● **EXERCISE**
Please reproduce each line of the data below as it stands.

--------------------------------

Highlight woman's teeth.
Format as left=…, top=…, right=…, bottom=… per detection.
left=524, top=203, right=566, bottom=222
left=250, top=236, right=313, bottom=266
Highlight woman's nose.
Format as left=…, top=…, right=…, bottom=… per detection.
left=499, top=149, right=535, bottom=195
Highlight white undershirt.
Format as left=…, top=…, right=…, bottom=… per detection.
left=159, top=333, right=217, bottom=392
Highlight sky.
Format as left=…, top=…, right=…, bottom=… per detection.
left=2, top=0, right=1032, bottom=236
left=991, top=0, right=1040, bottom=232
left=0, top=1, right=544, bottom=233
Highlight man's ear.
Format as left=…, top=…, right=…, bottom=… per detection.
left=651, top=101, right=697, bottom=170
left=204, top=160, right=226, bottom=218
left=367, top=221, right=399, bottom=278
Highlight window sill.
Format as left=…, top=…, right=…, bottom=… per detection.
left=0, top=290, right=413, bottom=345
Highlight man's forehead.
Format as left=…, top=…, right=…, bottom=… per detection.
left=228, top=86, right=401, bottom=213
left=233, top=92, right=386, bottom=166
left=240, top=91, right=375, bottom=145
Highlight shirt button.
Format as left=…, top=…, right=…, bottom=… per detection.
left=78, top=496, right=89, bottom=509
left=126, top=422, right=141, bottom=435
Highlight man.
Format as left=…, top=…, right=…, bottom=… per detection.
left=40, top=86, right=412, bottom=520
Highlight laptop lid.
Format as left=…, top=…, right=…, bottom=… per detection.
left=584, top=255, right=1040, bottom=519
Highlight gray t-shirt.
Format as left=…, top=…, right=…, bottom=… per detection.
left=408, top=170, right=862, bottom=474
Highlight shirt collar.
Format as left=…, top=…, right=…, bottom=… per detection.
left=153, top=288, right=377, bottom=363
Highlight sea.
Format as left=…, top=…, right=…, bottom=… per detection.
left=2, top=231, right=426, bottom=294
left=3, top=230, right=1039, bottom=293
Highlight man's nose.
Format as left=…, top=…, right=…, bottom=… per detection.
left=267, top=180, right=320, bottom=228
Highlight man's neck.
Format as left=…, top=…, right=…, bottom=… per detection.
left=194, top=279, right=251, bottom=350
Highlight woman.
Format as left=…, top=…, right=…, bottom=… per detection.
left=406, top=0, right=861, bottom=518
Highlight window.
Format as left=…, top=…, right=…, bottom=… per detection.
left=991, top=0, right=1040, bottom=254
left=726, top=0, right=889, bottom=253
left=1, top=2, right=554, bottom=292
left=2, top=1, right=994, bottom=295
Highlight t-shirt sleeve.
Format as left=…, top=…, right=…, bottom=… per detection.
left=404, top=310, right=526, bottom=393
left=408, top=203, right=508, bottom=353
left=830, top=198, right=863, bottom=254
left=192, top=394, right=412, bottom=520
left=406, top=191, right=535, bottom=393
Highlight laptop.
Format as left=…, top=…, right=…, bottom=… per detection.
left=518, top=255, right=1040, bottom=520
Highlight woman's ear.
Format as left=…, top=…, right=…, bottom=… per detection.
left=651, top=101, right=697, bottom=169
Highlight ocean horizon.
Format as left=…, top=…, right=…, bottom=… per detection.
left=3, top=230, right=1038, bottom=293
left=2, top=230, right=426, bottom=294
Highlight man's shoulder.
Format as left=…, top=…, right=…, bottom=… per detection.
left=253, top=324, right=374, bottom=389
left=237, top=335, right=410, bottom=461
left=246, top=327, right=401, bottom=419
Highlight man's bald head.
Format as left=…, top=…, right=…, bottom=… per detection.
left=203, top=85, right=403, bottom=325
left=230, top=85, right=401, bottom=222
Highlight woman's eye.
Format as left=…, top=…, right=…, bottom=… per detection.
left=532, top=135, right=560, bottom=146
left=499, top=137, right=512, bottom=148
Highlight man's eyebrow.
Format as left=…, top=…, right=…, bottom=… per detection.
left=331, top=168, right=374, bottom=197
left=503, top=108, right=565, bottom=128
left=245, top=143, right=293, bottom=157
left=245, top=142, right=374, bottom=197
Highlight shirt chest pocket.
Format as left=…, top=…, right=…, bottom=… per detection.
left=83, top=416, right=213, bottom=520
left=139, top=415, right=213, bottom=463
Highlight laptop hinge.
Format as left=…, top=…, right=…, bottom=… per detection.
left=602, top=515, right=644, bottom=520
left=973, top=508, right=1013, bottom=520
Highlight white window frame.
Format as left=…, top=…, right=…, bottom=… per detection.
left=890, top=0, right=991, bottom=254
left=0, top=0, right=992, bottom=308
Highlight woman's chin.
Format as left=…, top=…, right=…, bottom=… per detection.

--------------------------------

● **COMPLETED EXERCISE**
Highlight woman's teeth.
Format as left=…, top=…, right=…, bottom=… per detection.
left=524, top=203, right=566, bottom=222
left=250, top=236, right=313, bottom=266
Highlight woman's nose.
Format as left=…, top=…, right=…, bottom=… per detection.
left=499, top=149, right=535, bottom=195
Highlight white undershirt.
Format as left=…, top=…, right=…, bottom=… per detection.
left=159, top=333, right=217, bottom=392
Highlight sky.
Format as left=…, top=…, right=…, bottom=… per detection.
left=2, top=0, right=1032, bottom=236
left=991, top=0, right=1040, bottom=232
left=0, top=1, right=544, bottom=233
Highlight man's ear.
Format as left=…, top=…, right=…, bottom=… per detection.
left=651, top=101, right=697, bottom=170
left=204, top=160, right=226, bottom=218
left=367, top=221, right=399, bottom=278
Highlight window sill.
Format as left=…, top=…, right=…, bottom=… per detection.
left=0, top=290, right=413, bottom=345
Highlight man's forehead.
Format as left=…, top=…, right=…, bottom=… per detection.
left=228, top=86, right=401, bottom=213
left=233, top=92, right=386, bottom=166
left=240, top=91, right=375, bottom=145
Highlight shirt button.
Format as left=…, top=…, right=…, bottom=… per detection.
left=78, top=496, right=89, bottom=509
left=126, top=422, right=141, bottom=435
Highlight man.
Format as left=…, top=…, right=…, bottom=… per detection.
left=40, top=86, right=412, bottom=520
Highlight laptop lid.
Format as left=…, top=…, right=…, bottom=… per detection.
left=584, top=255, right=1040, bottom=519
Highlight gray t-shirt.
Format as left=…, top=…, right=…, bottom=… per detection.
left=408, top=170, right=862, bottom=474
Highlight shirt collar.
Format as left=…, top=…, right=…, bottom=… per detection.
left=153, top=288, right=377, bottom=363
Highlight sea.
Format as left=…, top=…, right=…, bottom=… per detection.
left=2, top=231, right=426, bottom=294
left=3, top=230, right=1039, bottom=293
Highlight man's nose.
Format as left=…, top=…, right=…, bottom=… per detection.
left=267, top=180, right=320, bottom=228
Highlight man's neck.
Format as left=…, top=…, right=…, bottom=… per detection.
left=194, top=279, right=251, bottom=350
Highlight woman.
Format as left=…, top=…, right=…, bottom=… per detection.
left=406, top=0, right=861, bottom=518
Highlight window.
Format as left=…, top=…, right=…, bottom=… per detection.
left=991, top=0, right=1040, bottom=254
left=726, top=0, right=889, bottom=253
left=1, top=2, right=554, bottom=292
left=2, top=1, right=994, bottom=295
Highlight t-shirt sleeve.
Format as left=…, top=…, right=…, bottom=… per detection.
left=404, top=310, right=526, bottom=393
left=408, top=203, right=508, bottom=353
left=830, top=198, right=863, bottom=254
left=192, top=394, right=412, bottom=520
left=406, top=191, right=535, bottom=393
Highlight laptop.
Format as left=…, top=…, right=…, bottom=… per detection.
left=518, top=255, right=1040, bottom=520
Highlight woman's ear.
Format as left=…, top=…, right=…, bottom=… per detection.
left=651, top=101, right=697, bottom=169
Highlight ocean horizon.
Format as left=…, top=…, right=…, bottom=… per detection.
left=3, top=230, right=1038, bottom=293
left=2, top=230, right=426, bottom=294
Highlight man's shoulder.
Format as left=…, top=…, right=…, bottom=… per detection.
left=253, top=324, right=374, bottom=389
left=237, top=335, right=410, bottom=461
left=246, top=327, right=401, bottom=419
Highlight man's bald head.
Format as left=…, top=…, right=…, bottom=… per detection.
left=203, top=85, right=403, bottom=325
left=230, top=85, right=401, bottom=222
Highlight woman's eye.
Format as left=…, top=…, right=…, bottom=… per detection.
left=532, top=135, right=560, bottom=146
left=499, top=137, right=512, bottom=148
Highlight man's eyebrow.
Format as left=…, top=…, right=…, bottom=… per detection.
left=331, top=168, right=374, bottom=197
left=503, top=108, right=565, bottom=128
left=245, top=143, right=293, bottom=157
left=245, top=142, right=374, bottom=197
Highlight shirt chest pocket.
Format as left=…, top=…, right=…, bottom=… per detection.
left=83, top=416, right=213, bottom=520
left=139, top=415, right=213, bottom=463
Highlight laptop hinge.
Format as left=…, top=…, right=…, bottom=… per detection.
left=602, top=515, right=644, bottom=520
left=973, top=508, right=1013, bottom=520
Highlight white window frame.
Format as left=…, top=…, right=…, bottom=… per detection.
left=890, top=0, right=991, bottom=254
left=0, top=0, right=992, bottom=308
Highlight woman's chin.
Format as left=…, top=…, right=…, bottom=… per detection.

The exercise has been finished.